▶ _Exercise description_: Please quote only the lines that start at the one with "Find the <item>bundle" and go on to the last line of the data, both ends kept.

________________________________________

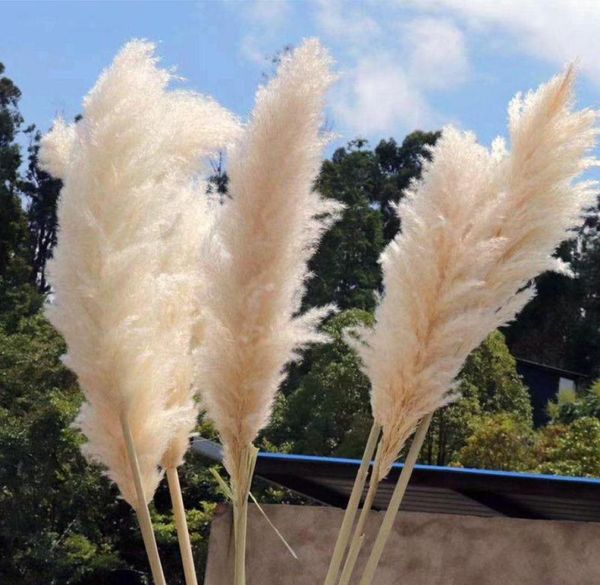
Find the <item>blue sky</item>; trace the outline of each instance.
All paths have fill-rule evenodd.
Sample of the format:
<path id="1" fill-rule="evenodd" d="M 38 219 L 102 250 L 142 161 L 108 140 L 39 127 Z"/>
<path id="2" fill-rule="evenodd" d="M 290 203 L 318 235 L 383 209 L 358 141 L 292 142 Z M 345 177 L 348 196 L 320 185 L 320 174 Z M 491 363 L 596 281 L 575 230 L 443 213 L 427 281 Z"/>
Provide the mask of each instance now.
<path id="1" fill-rule="evenodd" d="M 245 117 L 268 57 L 319 37 L 340 74 L 327 112 L 336 144 L 447 123 L 489 144 L 506 133 L 510 98 L 575 58 L 579 104 L 600 105 L 599 0 L 4 0 L 0 21 L 0 61 L 42 130 L 80 111 L 131 38 L 157 42 L 187 87 Z"/>

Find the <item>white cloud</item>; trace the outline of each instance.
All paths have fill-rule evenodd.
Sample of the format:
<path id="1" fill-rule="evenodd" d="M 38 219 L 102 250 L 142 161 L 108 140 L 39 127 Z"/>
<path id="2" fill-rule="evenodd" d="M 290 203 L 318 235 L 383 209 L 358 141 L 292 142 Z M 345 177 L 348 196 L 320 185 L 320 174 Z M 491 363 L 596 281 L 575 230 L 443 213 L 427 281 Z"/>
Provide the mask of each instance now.
<path id="1" fill-rule="evenodd" d="M 345 130 L 361 136 L 391 135 L 427 127 L 434 115 L 414 80 L 389 57 L 359 61 L 342 76 L 332 110 Z"/>
<path id="2" fill-rule="evenodd" d="M 367 41 L 381 32 L 379 24 L 366 12 L 365 5 L 344 0 L 316 0 L 317 26 L 336 38 Z"/>
<path id="3" fill-rule="evenodd" d="M 417 18 L 403 26 L 411 76 L 421 88 L 446 89 L 462 83 L 469 69 L 462 32 L 436 18 Z"/>
<path id="4" fill-rule="evenodd" d="M 247 2 L 245 7 L 249 19 L 264 27 L 280 28 L 290 14 L 288 0 L 254 0 Z"/>
<path id="5" fill-rule="evenodd" d="M 467 76 L 465 40 L 451 22 L 416 18 L 399 28 L 395 50 L 365 48 L 334 95 L 333 113 L 352 133 L 392 135 L 436 127 L 443 117 L 429 105 L 429 92 L 455 87 Z"/>
<path id="6" fill-rule="evenodd" d="M 246 35 L 242 38 L 240 53 L 242 54 L 242 57 L 255 65 L 264 66 L 267 61 L 267 56 L 260 48 L 260 43 L 254 35 Z"/>
<path id="7" fill-rule="evenodd" d="M 468 27 L 508 34 L 511 45 L 553 65 L 579 59 L 600 85 L 600 1 L 598 0 L 400 0 L 430 13 L 452 14 Z M 492 36 L 497 38 L 497 35 Z"/>

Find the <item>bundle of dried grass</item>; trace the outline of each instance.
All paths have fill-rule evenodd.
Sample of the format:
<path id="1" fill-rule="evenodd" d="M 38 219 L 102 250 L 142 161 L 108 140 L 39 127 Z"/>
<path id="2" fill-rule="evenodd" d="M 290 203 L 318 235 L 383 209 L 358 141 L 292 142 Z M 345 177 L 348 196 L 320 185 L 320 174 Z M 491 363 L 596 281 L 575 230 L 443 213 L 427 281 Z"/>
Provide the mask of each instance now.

________________________________________

▶ _Response_:
Find the <item>bundle of dried grass</item>; trace the outline of each instance.
All paths have fill-rule evenodd.
Sample of the format:
<path id="1" fill-rule="evenodd" d="M 38 219 L 102 250 L 142 161 L 108 140 L 39 127 Z"/>
<path id="2" fill-rule="evenodd" d="M 290 203 L 318 235 L 383 209 L 358 141 L 292 142 Z M 345 177 L 348 196 L 320 185 L 320 174 Z M 491 363 L 596 281 L 575 230 L 443 213 L 427 281 Z"/>
Provide the mask of each instance now.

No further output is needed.